(Pointing dataset excerpts)
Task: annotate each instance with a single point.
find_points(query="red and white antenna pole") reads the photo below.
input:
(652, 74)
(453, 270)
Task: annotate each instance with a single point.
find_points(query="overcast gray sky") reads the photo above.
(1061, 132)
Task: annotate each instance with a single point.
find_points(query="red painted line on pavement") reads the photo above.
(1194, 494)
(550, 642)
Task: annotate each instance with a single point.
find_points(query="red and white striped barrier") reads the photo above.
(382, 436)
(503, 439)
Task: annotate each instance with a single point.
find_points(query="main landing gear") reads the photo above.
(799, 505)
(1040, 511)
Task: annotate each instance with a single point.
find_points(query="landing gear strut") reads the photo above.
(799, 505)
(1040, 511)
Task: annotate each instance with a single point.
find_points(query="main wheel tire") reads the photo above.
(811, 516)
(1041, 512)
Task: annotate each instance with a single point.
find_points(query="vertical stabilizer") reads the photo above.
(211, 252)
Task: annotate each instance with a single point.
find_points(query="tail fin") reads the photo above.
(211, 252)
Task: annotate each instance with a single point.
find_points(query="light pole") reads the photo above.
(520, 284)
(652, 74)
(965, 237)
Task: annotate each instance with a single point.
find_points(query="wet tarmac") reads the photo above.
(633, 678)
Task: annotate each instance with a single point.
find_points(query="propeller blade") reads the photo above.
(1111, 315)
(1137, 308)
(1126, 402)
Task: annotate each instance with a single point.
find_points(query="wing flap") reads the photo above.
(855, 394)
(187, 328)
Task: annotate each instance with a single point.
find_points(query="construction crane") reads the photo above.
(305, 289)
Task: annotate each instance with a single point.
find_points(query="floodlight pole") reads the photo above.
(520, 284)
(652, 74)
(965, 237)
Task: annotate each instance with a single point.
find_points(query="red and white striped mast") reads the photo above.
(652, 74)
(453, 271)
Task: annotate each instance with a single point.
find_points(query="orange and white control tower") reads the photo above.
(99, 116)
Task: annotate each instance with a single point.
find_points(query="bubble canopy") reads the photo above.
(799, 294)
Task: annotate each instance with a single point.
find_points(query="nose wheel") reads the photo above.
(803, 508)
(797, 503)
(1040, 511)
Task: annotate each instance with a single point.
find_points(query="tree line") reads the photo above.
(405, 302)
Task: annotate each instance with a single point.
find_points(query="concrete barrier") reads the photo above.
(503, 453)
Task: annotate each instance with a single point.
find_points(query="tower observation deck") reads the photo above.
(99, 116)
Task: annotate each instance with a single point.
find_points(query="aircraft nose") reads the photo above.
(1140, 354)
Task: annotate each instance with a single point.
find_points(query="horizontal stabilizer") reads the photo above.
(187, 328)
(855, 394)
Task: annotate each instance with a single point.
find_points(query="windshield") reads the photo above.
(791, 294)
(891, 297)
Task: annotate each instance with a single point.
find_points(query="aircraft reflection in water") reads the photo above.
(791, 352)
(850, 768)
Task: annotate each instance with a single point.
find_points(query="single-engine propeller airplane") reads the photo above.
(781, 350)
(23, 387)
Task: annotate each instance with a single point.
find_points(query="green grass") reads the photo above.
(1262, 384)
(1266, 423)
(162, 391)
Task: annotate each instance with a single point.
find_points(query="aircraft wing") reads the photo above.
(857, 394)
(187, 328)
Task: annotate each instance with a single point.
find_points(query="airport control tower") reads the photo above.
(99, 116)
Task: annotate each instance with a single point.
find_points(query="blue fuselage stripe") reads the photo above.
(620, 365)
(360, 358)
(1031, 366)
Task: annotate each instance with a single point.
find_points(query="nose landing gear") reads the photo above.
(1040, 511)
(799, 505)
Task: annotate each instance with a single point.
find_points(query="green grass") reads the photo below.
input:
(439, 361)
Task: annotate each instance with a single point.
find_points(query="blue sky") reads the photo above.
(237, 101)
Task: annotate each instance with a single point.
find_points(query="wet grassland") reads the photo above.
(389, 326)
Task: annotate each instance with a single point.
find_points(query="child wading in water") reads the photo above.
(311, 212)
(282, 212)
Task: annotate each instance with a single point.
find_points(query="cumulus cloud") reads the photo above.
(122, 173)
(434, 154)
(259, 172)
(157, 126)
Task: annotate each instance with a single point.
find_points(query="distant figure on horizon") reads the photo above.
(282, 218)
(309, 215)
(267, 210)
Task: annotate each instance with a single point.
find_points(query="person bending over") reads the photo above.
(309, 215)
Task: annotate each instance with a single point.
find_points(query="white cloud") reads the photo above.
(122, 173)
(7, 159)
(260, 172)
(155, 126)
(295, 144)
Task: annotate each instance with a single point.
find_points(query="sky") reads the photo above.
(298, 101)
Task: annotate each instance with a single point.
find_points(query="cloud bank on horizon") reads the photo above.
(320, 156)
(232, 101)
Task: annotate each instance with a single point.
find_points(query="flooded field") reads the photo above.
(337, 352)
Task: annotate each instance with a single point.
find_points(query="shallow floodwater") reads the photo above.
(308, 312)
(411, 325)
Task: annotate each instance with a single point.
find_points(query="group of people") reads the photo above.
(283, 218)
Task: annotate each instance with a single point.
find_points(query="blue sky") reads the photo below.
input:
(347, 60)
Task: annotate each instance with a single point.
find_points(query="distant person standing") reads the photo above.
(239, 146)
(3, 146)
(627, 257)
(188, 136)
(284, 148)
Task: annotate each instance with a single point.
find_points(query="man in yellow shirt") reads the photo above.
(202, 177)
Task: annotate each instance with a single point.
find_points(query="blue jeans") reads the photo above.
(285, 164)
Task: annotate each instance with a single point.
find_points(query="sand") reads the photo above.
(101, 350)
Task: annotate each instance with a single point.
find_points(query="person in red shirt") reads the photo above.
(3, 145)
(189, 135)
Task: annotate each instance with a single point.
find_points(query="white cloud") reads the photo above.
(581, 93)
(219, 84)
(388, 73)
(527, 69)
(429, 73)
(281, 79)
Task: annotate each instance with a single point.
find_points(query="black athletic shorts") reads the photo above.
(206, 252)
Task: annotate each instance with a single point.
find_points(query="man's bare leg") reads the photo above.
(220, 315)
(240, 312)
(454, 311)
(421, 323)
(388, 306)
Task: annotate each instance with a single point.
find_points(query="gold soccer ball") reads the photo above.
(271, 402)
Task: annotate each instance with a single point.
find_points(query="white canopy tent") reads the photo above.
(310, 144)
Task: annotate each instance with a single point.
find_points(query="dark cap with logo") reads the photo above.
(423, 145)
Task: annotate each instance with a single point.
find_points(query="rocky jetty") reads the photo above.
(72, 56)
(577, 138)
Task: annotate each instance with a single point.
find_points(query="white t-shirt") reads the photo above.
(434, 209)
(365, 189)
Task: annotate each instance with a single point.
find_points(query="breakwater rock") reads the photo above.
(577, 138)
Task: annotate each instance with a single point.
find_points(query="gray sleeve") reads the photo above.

Task prompt:
The records above must be repeated exactly, every one of them.

Exercise answer:
Task: annotate each instance with a single point.
find_points(query="red and white antenna pole") reads the photo below.
input:
(652, 74)
(453, 270)
Task: annotate each instance with a single point.
find_points(query="overcast gray sky") reads the photo above.
(1061, 132)
Task: annotate each instance with a single point.
find_points(query="red painted line on pavement") reads the photo above.
(1194, 494)
(550, 642)
Task: annotate each instance with a single point.
find_points(query="red and white striped barrier") reads the photo above.
(382, 436)
(503, 439)
Task: annotate each instance with a single point.
find_points(query="main landing gear") reads the photo above.
(799, 505)
(1040, 511)
Task: annotate each instance with a single point.
find_points(query="landing gear strut") reads the photo above.
(799, 505)
(1040, 511)
Task: annotate each instance with a single point.
find_points(query="main wheel tire") reads the photo above.
(811, 516)
(1041, 512)
Task: annotate each instance with a single point.
find_points(query="vertical stabilizer") reads the photo above.
(211, 252)
Task: annotate each instance with a single point.
find_points(query="tail fin") reads the photo above.
(211, 252)
Task: annotate each instance with a single point.
find_points(query="light pole") reads the photo above.
(520, 284)
(652, 74)
(965, 237)
Task: annotate each instance with a single point.
find_points(query="wet tarmac") reads the photo above.
(633, 678)
Task: annotate each instance with a single point.
find_points(query="propeller blade") reads the photo above.
(1111, 315)
(1137, 308)
(1126, 402)
Task: annotate each instance with a single point.
find_points(query="wing flap") reads the photo above.
(855, 394)
(187, 328)
Task: annotate each instance with a single point.
find_points(query="construction crane") reads the photo above.
(305, 289)
Task: annotate each instance with a single point.
find_points(query="floodlight pole") reads the photo above.
(520, 284)
(652, 74)
(965, 237)
Task: annotate each instance with a single point.
find_points(query="red and white striped mast") reads the photo above.
(652, 74)
(453, 271)
Task: annotate each instance with a single point.
find_points(query="orange and white control tower") reads the photo above.
(99, 116)
Task: annotate each instance with a single point.
find_points(query="bubble canopy") reads the photo above.
(799, 294)
Task: annotate each instance with a single point.
find_points(query="nose wheel") reads the photo above.
(803, 508)
(797, 503)
(1040, 511)
Task: annotate each instance with a single point.
find_points(query="tree line") reads the photo above.
(405, 302)
Task: annotate each instance with a single point.
find_points(query="concrete barrier") reads the photo above.
(503, 453)
Task: annotate each instance with a single point.
find_points(query="tower observation deck") reads the photo above.
(99, 116)
Task: annotate each instance with a single point.
find_points(query="aircraft nose") reads the photo above.
(1140, 354)
Task: annotate each instance with a single point.
find_points(query="horizontal stabilizer") reads the photo above.
(187, 328)
(855, 394)
Task: annotate each instance with a single point.
find_points(query="windshield") reads the photo above.
(791, 294)
(891, 297)
Task: annotate each instance with a single point.
find_points(query="aircraft reflection in water") reads the photo above.
(791, 352)
(850, 768)
Task: annotate each instance with a single point.
find_points(query="single-engine propeller airplane") reads the photo above.
(781, 350)
(23, 387)
Task: annotate each instance with a single point.
find_points(query="green grass") reads the photo above.
(1262, 384)
(1266, 423)
(162, 391)
Task: annotate each instance with a single point.
find_points(query="aircraft wing") reads the photo above.
(857, 394)
(187, 328)
Task: annotate each instance with a single point.
find_points(query="airport control tower") reads the photo above.
(99, 116)
Task: annotate each instance with a single point.
find_points(query="blue fuselage stripe") reads the photo above.
(620, 365)
(360, 358)
(1031, 366)
Task: annotate each instance with a single point.
find_points(query="nose landing gear") reads the photo above.
(1040, 511)
(799, 505)
Task: annotate each instance with a single point.
find_points(query="green grass") reads the photo below.
input:
(439, 361)
Task: annotate each instance with a single point.
find_points(query="blue sky") reads the photo above.
(237, 101)
Task: annotate each instance with a single point.
find_points(query="wet grassland") reads the photo above.
(389, 326)
Task: annotate each instance with a single point.
find_points(query="child wading in water") reads the photo above.
(311, 212)
(282, 212)
Task: annotate each instance with a single point.
find_points(query="cumulus cloud") reads the photo above.
(122, 173)
(434, 154)
(259, 172)
(157, 126)
Task: annotate each instance with a single point.
find_points(query="distant figure on horizon") reads the photo above.
(282, 218)
(309, 215)
(267, 210)
Task: annotate each instance with a single point.
find_points(query="person bending over") reads the photo above.
(309, 215)
Task: annotate each instance with a single point.
find_points(query="white cloud") reads the photo above.
(122, 173)
(7, 159)
(260, 172)
(155, 126)
(295, 144)
Task: annotate each instance with a single point.
find_points(query="sky") reads the photo above.
(298, 101)
Task: annotate each instance with a single point.
find_points(query="cloud bank on horizon") reads the photo above.
(320, 156)
(232, 101)
Task: annotate each instance with a single point.
find_points(query="flooded field") reads the photo above.
(337, 352)
Task: annotate each instance with a single point.
find_points(query="shallow floodwater") reads the photo above.
(308, 312)
(411, 325)
Task: annotate each instance with a single point.
find_points(query="group of people") reads the photo above.
(283, 218)
Task: annotate each instance with a single point.
find_points(query="blue sky") reads the photo below.
input:
(347, 60)
Task: annotate each instance with a single point.
find_points(query="distant person standing") reads the photo above.
(239, 146)
(3, 146)
(627, 257)
(188, 136)
(284, 148)
Task: annotate each instance with a single point.
find_points(query="man in yellow shirt") reads the photo above.
(202, 177)
Task: annotate each instance with a single point.
find_points(query="blue jeans") reads the photo above.
(285, 164)
Task: annotate each instance with a single point.
find_points(query="sand") reads the photo above.
(101, 350)
Task: annotate each instance with a single point.
find_points(query="person in red shirt") reads the photo above.
(3, 145)
(189, 135)
Task: annotate each instance with a single point.
find_points(query="white cloud") reads the photo above.
(581, 93)
(219, 84)
(388, 73)
(527, 69)
(429, 73)
(281, 79)
Task: annotate each instance with a single point.
find_points(query="black athletic shorts") reads the photo above.
(206, 252)
Task: annotate each instance with a single point.
find_points(query="man's bare leg") reads the photo above.
(220, 315)
(240, 312)
(454, 311)
(421, 323)
(388, 306)
Task: annotate each instance with a single point.
find_points(query="gold soccer ball") reads the photo above.
(271, 402)
Task: annotate each instance with a single point.
find_points(query="white canopy tent") reads the photo above.
(310, 144)
Task: annotate each instance with a single point.
find_points(query="dark cap with logo") reads the photo above.
(423, 145)
Task: annotate each instance with a single point.
find_points(query="rocky jetty") reads the photo above.
(72, 56)
(577, 138)
Task: annotate each instance with a single point.
find_points(query="white t-shirt") reads the photo above.
(434, 209)
(365, 189)
Task: annotate each instance with a single point.
find_points(query="breakwater rock") reads the photo above.
(577, 138)
Task: annotate each instance with a single point.
find_points(query="gray sleeve") reads the photo above.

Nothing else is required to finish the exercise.